Requirements ::
• 1. Reproduce, word for word, everything in the mailing-list message on subscriber index use from "On Tue, Mar" down to "IDENTITY with Oid=1111.".
• 2. Translate into German this sentence from the mailing-list message on subscriber index use: "Imagine rel has a (non-default) REPLICA IDENTITY with Oid=1111."
• 3. Continue the mailing-list message on subscriber index use from the point where it stops.

Given text ::
□ □ □ □
Re: [PATCH] Use indexes on the subscriber when REPLICA IDENTITY is full on the publisher

From: Amit Kapila <amit(dot)kapila16(at)gmail(dot)com>
To: Önder Kalacı <onderkalaci(at)gmail(dot)com>
Cc: Peter Smith <smithpb2250(at)gmail(dot)com>, "shiy(dot)fnst(at)fujitsu(dot)com" <shiy(dot)fnst(at)fujitsu(dot)com>, "wangw(dot)fnst(at)fujitsu(dot)com" <wangw(dot)fnst(at)fujitsu(dot)com>, Marco Slot <marco(dot)slot(at)gmail(dot)com>, Tom Lane <tgl(at)sss(dot)pgh(dot)pa(dot)us>, Andres Freund <andres(at)anarazel(dot)de>, PostgreSQL Hackers <pgsql-hackers(at)lists(dot)postgresql(dot)org>
Subject: Re: [PATCH] Use indexes on the subscriber when REPLICA IDENTITY is full on the publisher
Date: 2023-03-08 03:15:32
Message-ID: CAA4eK1J_gnrSJOekj577qQy2jV5eYO1VUpQLL1QQVTxeMZd3Sw@mail.gmail.com
Views: Raw Message | Whole Thread | Download mbox | Resend email
Thread:
Lists: pgsql-hackers

On Tue, Mar 7, 2023 at 7:17 PM Önder Kalacı <onderkalaci(at)gmail(dot)com> wrote:
>
>>
>> > > Let me give an example to demonstrate why I thought something is fishy here:
>> > >
>> > > Imagine rel has a (non-default) REPLICA IDENTITY with Oid=1111.
□ □ □ □
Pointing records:
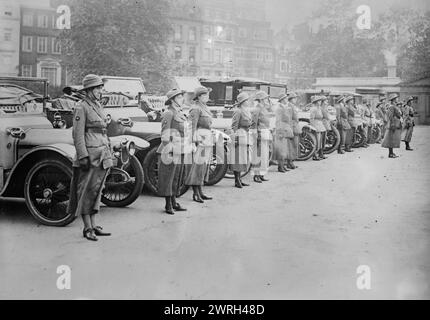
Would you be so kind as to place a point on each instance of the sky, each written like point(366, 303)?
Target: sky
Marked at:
point(291, 12)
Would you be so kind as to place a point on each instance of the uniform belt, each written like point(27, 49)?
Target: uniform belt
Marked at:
point(96, 130)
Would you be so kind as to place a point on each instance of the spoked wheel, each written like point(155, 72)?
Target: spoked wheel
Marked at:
point(151, 173)
point(358, 139)
point(308, 145)
point(47, 192)
point(217, 168)
point(123, 186)
point(332, 141)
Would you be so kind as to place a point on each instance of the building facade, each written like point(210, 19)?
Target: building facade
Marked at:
point(40, 51)
point(9, 37)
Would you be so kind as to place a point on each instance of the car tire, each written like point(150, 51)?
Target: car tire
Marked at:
point(134, 168)
point(47, 198)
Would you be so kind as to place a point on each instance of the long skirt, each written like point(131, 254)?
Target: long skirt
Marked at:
point(170, 175)
point(284, 149)
point(86, 190)
point(349, 137)
point(296, 147)
point(342, 133)
point(198, 172)
point(392, 138)
point(260, 158)
point(239, 157)
point(407, 134)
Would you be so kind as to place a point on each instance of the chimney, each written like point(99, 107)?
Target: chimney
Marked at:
point(391, 60)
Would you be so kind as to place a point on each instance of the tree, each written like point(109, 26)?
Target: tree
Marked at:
point(119, 38)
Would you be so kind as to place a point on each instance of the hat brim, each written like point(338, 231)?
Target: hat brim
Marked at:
point(173, 97)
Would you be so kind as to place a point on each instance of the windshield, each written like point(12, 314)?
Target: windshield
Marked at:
point(129, 86)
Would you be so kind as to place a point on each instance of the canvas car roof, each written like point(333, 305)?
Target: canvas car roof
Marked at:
point(11, 94)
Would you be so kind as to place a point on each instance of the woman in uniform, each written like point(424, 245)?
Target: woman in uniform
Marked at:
point(262, 135)
point(292, 103)
point(241, 139)
point(93, 157)
point(409, 123)
point(316, 120)
point(201, 122)
point(394, 127)
point(326, 123)
point(284, 135)
point(174, 148)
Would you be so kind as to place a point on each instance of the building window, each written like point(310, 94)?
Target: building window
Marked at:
point(42, 44)
point(192, 34)
point(50, 73)
point(178, 52)
point(192, 54)
point(27, 44)
point(217, 56)
point(178, 32)
point(26, 70)
point(56, 46)
point(7, 35)
point(42, 21)
point(27, 20)
point(207, 54)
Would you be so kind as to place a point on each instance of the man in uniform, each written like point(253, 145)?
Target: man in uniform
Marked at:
point(93, 157)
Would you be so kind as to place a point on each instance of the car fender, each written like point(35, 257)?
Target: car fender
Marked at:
point(14, 185)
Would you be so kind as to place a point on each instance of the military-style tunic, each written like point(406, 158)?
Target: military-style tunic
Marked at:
point(409, 123)
point(90, 140)
point(284, 134)
point(201, 123)
point(174, 150)
point(394, 128)
point(261, 129)
point(241, 140)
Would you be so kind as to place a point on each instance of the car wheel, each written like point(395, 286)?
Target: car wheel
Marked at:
point(308, 145)
point(47, 192)
point(151, 173)
point(121, 189)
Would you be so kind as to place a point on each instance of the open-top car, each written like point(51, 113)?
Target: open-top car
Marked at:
point(36, 160)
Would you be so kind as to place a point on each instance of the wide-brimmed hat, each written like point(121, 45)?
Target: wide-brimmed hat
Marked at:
point(261, 95)
point(91, 81)
point(340, 99)
point(282, 97)
point(316, 99)
point(349, 98)
point(201, 90)
point(292, 95)
point(241, 98)
point(173, 93)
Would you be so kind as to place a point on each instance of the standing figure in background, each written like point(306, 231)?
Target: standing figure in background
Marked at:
point(409, 123)
point(327, 124)
point(262, 135)
point(342, 125)
point(394, 126)
point(241, 138)
point(175, 146)
point(316, 120)
point(352, 120)
point(201, 123)
point(93, 157)
point(284, 135)
point(292, 103)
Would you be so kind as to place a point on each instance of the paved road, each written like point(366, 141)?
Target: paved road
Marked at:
point(301, 235)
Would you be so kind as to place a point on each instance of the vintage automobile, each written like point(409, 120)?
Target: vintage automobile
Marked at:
point(145, 113)
point(36, 159)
□ □ □ □
Answers to the exercises ::
• 1.
On Tue, Mar 7, 2023 at 7:17 PM Önder Kalacı <onderkalaci(at)gmail(dot)com> wrote:
>
>>
>> > > Let me give an example to demonstrate why I thought something is fishy here:
>> > >
>> > > Imagine rel has a (non-default) REPLICA IDENTITY with Oid=1111.

• 2. Stellen Sie sich vor, rel hat eine (nicht standardmäßige) REPLICA IDENTITY mit Oid=1111.

• 3.
>> > > Imagine the same rel has a PRIMARY KEY with Oid=2222.
>> > >
>
>
> Hmm, alright, this is syntactically possible, but not sure if any user
> would do this. Still thanks for catching this.
>
> And, you are right, if a user has created such a schema, IdxIsRelationIdentityOrPK()
> would return the wrong result and we'd use sequential scan instead of index scan.
> This would be a regression. I think we should change the function.
>
>
> Here is the example:
> DROP TABLE tab1;
> CREATE TABLE tab1 (a int NOT NULL);
> CREATE UNIQUE INDEX replica_unique ON tab1(a);
> ALTER TABLE tab1 REPLICA IDENTITY USING INDEX replica_unique;
> ALTER TABLE tab1 ADD CONSTRAINT pkey PRIMARY KEY (a);
>

You have not given complete steps to reproduce the problem where
instead of the index scan, a sequential scan would be picked. I have
tried to reproduce by extending your steps but didn't see the problem.
Let me know if I am missing something.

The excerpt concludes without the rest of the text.